*** Opening of Data for processing ***
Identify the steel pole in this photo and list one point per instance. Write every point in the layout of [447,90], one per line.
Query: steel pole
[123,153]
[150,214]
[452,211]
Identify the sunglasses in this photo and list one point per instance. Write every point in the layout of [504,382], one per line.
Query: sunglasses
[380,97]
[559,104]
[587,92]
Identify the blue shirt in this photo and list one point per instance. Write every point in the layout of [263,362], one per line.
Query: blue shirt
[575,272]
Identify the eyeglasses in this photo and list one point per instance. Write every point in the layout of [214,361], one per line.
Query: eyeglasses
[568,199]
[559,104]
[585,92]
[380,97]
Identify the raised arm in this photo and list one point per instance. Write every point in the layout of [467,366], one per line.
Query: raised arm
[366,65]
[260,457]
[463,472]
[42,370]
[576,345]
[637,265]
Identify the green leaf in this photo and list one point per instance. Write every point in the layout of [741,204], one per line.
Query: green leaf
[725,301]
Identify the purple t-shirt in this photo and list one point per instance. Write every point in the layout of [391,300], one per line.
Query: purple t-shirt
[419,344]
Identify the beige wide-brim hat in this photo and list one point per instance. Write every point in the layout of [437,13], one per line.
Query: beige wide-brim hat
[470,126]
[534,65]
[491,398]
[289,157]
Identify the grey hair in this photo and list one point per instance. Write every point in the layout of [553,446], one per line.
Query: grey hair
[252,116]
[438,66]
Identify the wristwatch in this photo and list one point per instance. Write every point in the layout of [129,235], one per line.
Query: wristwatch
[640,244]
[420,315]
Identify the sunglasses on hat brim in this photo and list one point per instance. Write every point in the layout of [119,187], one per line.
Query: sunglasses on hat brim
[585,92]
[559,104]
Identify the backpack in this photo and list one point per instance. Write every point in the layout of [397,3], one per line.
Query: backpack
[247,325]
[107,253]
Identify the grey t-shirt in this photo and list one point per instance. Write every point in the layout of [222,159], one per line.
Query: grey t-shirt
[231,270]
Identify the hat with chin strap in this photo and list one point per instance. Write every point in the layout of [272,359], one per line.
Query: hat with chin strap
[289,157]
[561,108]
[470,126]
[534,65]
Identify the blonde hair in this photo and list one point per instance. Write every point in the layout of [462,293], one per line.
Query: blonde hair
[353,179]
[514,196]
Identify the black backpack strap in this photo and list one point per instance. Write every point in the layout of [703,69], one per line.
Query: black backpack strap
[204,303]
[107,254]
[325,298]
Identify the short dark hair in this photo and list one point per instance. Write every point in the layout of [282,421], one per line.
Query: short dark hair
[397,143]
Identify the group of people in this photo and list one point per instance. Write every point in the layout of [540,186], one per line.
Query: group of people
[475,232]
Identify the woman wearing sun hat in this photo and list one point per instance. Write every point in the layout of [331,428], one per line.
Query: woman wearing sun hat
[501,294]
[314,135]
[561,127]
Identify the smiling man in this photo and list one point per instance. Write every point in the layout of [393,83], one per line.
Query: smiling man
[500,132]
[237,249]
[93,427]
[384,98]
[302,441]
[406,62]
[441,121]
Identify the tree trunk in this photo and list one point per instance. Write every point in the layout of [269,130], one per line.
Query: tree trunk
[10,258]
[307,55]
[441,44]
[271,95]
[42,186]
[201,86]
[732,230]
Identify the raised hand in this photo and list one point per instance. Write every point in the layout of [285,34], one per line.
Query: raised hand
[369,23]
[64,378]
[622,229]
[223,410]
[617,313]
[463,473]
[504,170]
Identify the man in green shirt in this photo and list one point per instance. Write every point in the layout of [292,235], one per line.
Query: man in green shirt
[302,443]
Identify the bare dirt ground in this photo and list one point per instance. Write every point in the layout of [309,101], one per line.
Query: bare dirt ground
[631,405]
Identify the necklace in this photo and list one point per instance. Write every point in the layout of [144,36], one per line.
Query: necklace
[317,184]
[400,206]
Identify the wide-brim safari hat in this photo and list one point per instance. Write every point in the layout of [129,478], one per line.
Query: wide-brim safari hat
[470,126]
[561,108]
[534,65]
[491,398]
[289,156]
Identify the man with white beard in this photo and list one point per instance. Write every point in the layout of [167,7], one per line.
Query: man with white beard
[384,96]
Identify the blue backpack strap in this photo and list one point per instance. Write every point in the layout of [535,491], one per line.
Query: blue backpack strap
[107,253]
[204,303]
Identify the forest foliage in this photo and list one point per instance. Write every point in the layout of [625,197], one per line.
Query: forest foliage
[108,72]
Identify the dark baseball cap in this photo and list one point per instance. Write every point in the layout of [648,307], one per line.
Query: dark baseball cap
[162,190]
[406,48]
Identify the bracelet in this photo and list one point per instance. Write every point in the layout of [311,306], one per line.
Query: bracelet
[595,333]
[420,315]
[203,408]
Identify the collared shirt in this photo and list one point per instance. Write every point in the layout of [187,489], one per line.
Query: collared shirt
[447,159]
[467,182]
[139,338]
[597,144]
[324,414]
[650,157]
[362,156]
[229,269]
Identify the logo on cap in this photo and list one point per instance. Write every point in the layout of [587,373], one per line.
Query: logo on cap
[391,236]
*** Close of Data for processing ***
> [Task description]
Copy all the entries exactly.

> [Solution to the problem]
Identify the steel pole in this photo and list one point per instance. Write every point in the layout of [447,90], one per line.
Query: steel pole
[123,153]
[150,214]
[452,211]
Identify the sunglasses in this photo and list one point per instance. Write every point in the layout of [504,382], one per line.
Query: sunglasses
[380,97]
[559,104]
[587,92]
Identify the blue shirt in this photo and list one point per instance. Write every point in the layout of [263,362], one per line.
Query: blue shirt
[575,272]
Identify the eyeglasses in this photo and list one point per instance. Write every point in the layout of [214,361], one per line.
Query: eyeglasses
[568,199]
[559,104]
[585,92]
[380,97]
Identify the raised arm in this photo and list one point per instance. Write every point in the layout of [467,366], one per line.
Query: raised arm
[366,65]
[260,457]
[463,472]
[42,370]
[576,345]
[637,265]
Identify the green leaf in this photo and list one point per instance. Write every point in the layout of [741,204], one per line.
Query: green leaf
[725,301]
Identify the purple t-shirt in this photo and list one point per instance. Write every point in the layout of [391,300], one per line.
Query: purple t-shirt
[419,344]
Identify the beige wide-brim hat in this photo and list one point per instance. Write every point in the layout of [437,13], one per line.
Query: beige wide-brim hat
[470,126]
[534,65]
[491,398]
[289,157]
Identify the grey hair in this photo and list one point per instance. Write every point in the layout of [553,446], one per line.
Query: grey hair
[252,116]
[438,66]
Identify the wristwatch in this photo and list one point per instance. Write every point in the layout of [129,235], one per line.
Query: wristwatch
[640,244]
[420,315]
Identify the sunglasses on hat brim in this photo and list one point per instance. Write every point in the layout of [119,187], one per line.
Query: sunglasses on hat brim
[585,92]
[559,104]
Identify the backpack in this photo and list one point per instance. Write every point in the layout of [397,3], one per line.
Query: backpack
[247,325]
[107,253]
Identify the grey t-shirt in this photo and list one point per instance. Write every point in the layout of [222,159], one per line.
Query: grey t-shirt
[231,270]
Identify the hat with chin strap in this photo and list one point per instance. Write every point in the layout of [272,359], one per line.
Query: hat with chin strap
[289,157]
[561,108]
[470,126]
[534,65]
Identify the blonde hair in this photo and list one point per instance. Write every point in the layout of [462,293], one per line.
Query: blonde hair
[353,179]
[514,196]
Identify the black backpack strap in this photo and list one point per instance. Write every point in the layout of [703,69], one per line.
Query: black backpack strap
[204,303]
[107,254]
[325,298]
Identify the short dark hair in this photo and list one point per instance. Write every point in the layout of [282,421], one per line.
Query: short dark hair
[397,143]
Identify the group of people in this photo and list one point per instance. Write every point in the layout of [540,186], one per line.
Query: group of people
[475,232]
Identify the woman wearing sun hat in this photo and list one point per instance. Write every point in the layout of [331,428], one per line.
Query: woman wearing sun hat
[501,294]
[314,135]
[561,127]
Identify the smiling man in this photo and list one point per instance. Write every point in the layout of [393,83], one per line.
Query: smiling man
[500,132]
[237,249]
[93,427]
[384,98]
[302,441]
[406,62]
[441,121]
Identify the tree trunk in this photo and list one point per instance. Write every point in the layout of [269,130], one per line.
Query: tree trunk
[10,258]
[307,55]
[441,44]
[271,95]
[42,186]
[201,86]
[732,230]
Identify the raised hand in this photo and list one point per instance. Write every point in the layout of [285,34], one per line.
Query: raised hand
[369,23]
[64,378]
[622,229]
[223,410]
[617,313]
[463,473]
[504,170]
Identify the man in green shirt in this photo and list one point per instance. Write every point in the layout of [292,235], one per line.
Query: man in green shirt
[302,443]
Identify the bare dirt ground in this photo and list one point per instance. Write every point in the layout of [309,101], one per line.
Query: bare dirt ground
[631,405]
Identify the necklace in this photo and list one point per instance. Write every point in the layout of [144,36], one per line.
Query: necklace
[317,184]
[400,206]
Identify the wide-brim safari hat in this photo and list one point per instance. Write every point in the layout of [129,478], one per line.
Query: wide-brim safari hat
[470,126]
[561,108]
[534,65]
[491,398]
[289,156]
Identify the man with white beard in this photo and list one point per instance. Write every point in the layout of [167,7], one per line.
Query: man with white beard
[384,96]
Identify the blue backpack strap in this photo and list one point per instance. Write every point in the layout of [535,491], one per line.
Query: blue backpack strap
[107,253]
[204,303]
Identify the forest foliage in this photo and list one point per instance. Write every point in the layout of [625,197], one per line.
Query: forest foliage
[108,72]
Identify the dark baseball cap in this photo and list one point per instance. Write every point in the layout of [648,307], one per line.
Query: dark baseball cap
[162,190]
[406,48]
Identify the bracelet in this photo and list one point per instance. Write every point in the layout of [311,306], one per line.
Query: bracelet
[595,333]
[420,315]
[203,408]
Identify the collared shirt in this photo and list one point per instance. Write every point in the layout of [187,489], one per line.
Query: collared shirt
[447,159]
[467,182]
[139,338]
[597,144]
[324,414]
[650,157]
[362,156]
[229,269]
Identify the logo on cap in this photo and list one point per instance. Write every point in the layout of [587,373], one per line.
Query: logo on cap
[391,236]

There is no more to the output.